(Written problem):
From the rows below, keep only the lines that contain the word "every" and copy each of them unchanged.

(Input records):
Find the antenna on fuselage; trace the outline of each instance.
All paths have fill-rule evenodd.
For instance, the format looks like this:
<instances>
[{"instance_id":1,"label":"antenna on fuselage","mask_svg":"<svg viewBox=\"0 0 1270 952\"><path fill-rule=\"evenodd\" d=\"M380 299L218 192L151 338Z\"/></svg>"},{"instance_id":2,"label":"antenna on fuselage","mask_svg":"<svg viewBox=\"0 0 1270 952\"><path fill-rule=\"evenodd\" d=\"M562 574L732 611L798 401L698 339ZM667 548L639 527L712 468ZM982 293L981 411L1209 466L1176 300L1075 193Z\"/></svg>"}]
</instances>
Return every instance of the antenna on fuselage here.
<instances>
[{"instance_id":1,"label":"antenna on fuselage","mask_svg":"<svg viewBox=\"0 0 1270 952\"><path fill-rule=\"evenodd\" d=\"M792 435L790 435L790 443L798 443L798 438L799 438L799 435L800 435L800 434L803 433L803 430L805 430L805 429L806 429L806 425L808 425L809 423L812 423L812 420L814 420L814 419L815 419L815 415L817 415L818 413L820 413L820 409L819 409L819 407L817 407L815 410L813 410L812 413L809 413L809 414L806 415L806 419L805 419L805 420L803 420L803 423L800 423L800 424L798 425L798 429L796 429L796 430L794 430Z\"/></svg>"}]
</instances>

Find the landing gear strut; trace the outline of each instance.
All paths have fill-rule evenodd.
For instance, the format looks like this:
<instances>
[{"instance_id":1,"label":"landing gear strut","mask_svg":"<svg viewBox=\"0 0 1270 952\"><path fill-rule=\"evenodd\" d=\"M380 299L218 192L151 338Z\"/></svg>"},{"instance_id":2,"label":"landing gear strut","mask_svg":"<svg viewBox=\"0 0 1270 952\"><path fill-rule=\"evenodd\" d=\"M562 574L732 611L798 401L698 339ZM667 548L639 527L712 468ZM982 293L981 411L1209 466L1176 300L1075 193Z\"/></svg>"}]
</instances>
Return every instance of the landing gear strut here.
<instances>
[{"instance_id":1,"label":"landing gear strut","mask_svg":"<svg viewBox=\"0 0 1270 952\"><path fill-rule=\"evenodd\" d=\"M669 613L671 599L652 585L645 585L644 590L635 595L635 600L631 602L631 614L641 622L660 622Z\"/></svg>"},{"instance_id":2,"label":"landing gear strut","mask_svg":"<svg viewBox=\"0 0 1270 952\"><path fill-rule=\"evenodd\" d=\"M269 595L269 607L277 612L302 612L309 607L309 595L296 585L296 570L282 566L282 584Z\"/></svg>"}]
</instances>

(Reply to the exercise):
Return every instance of the antenna on fuselage here.
Return every instance of the landing gear strut here.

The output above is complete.